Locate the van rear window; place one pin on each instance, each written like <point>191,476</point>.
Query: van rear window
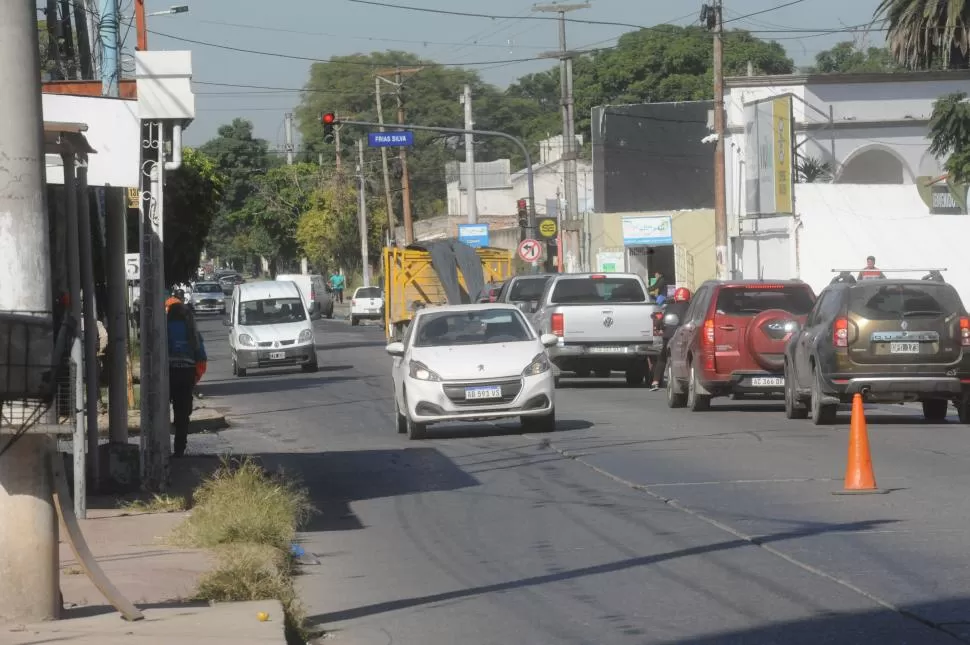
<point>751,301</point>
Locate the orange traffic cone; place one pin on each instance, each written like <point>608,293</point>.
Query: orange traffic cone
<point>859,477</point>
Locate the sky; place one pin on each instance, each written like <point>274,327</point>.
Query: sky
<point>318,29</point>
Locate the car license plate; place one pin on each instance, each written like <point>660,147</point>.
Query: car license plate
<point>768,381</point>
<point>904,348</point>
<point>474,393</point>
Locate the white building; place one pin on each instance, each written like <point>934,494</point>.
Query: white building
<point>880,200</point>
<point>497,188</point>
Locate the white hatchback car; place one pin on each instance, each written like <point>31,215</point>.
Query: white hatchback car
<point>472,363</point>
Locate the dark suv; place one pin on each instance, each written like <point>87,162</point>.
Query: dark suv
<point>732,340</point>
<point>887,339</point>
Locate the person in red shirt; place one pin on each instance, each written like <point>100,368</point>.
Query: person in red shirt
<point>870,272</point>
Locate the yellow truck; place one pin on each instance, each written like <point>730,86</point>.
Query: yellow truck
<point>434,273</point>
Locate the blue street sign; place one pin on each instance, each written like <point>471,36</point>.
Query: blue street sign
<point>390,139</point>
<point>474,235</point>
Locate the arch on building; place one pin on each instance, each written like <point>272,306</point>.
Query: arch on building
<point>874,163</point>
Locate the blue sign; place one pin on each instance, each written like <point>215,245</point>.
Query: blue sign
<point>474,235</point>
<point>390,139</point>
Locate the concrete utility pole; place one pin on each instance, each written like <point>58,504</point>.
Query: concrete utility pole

+ + +

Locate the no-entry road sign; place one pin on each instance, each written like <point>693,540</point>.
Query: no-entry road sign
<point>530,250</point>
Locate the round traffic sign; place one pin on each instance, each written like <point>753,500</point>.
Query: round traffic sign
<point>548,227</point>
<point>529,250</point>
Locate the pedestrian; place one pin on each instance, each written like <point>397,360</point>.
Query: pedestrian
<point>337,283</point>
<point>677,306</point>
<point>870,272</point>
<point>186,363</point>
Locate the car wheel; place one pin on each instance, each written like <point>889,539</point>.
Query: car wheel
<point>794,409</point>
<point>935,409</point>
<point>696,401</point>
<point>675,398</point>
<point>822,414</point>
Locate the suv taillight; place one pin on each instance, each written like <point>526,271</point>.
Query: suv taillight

+ + +

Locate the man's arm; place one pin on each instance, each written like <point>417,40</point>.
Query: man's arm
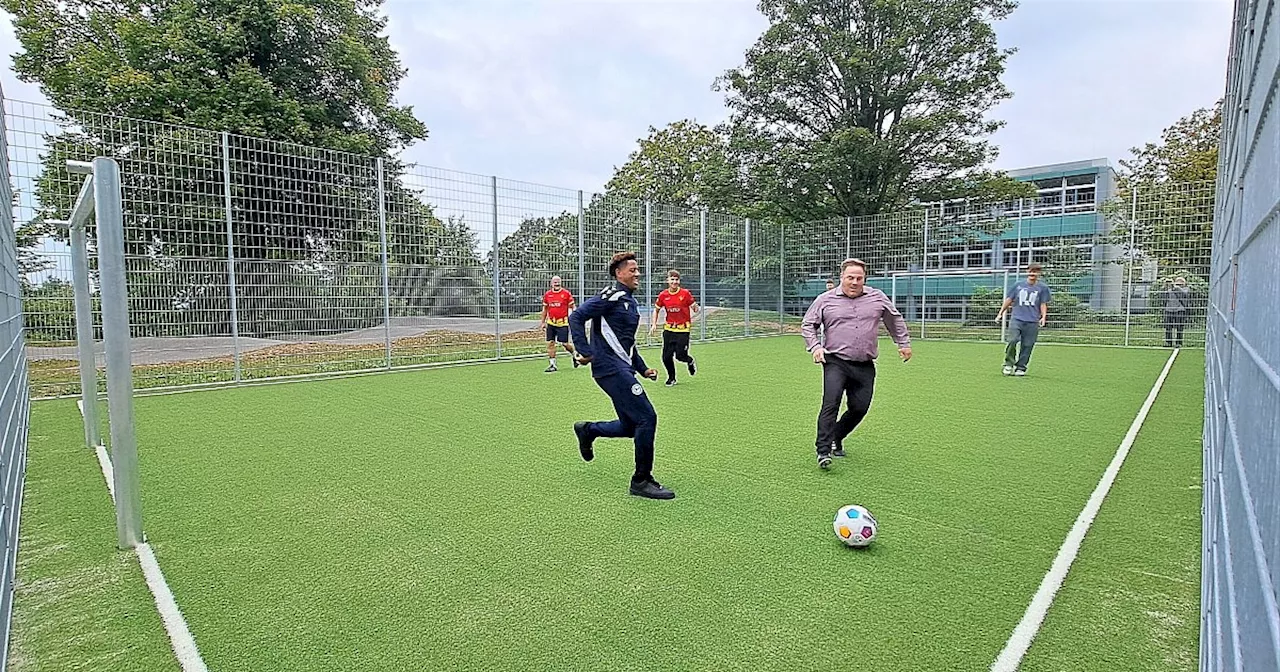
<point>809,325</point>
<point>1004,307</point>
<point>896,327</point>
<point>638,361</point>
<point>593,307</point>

+ + +

### Exercise directions
Pick out every line of the records above that contains the word "rear", matching case exactly. Copy each such line in full.

### Solution for this problem
Locate the van rear window; place one pin on each instance, each written like <point>191,476</point>.
Query: van rear window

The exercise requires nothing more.